What is required:
Copy out the records below word for word, leaving out the pictures.

Given information:

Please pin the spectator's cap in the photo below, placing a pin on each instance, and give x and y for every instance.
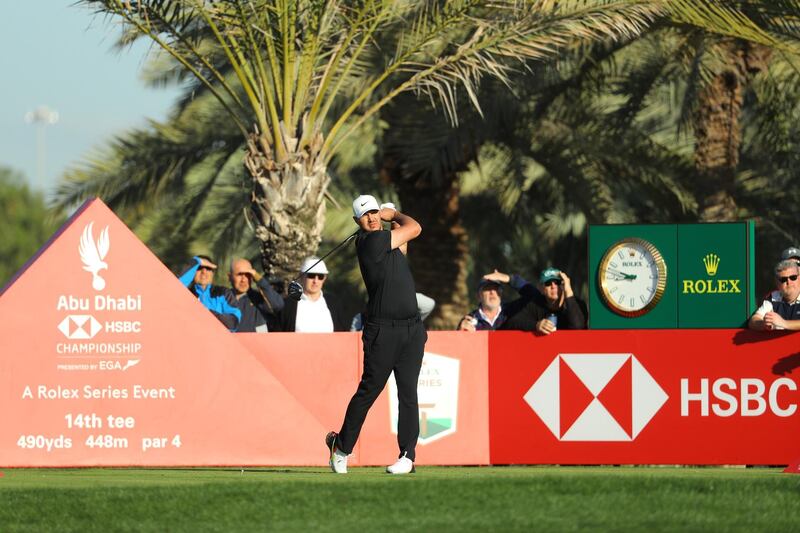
(364, 204)
(319, 268)
(550, 274)
(790, 253)
(484, 283)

Task response:
Please pin the spectator's cap in the photo below, placing a pin on each instance, and give x and y for every instance.
(364, 204)
(319, 268)
(550, 274)
(790, 253)
(484, 283)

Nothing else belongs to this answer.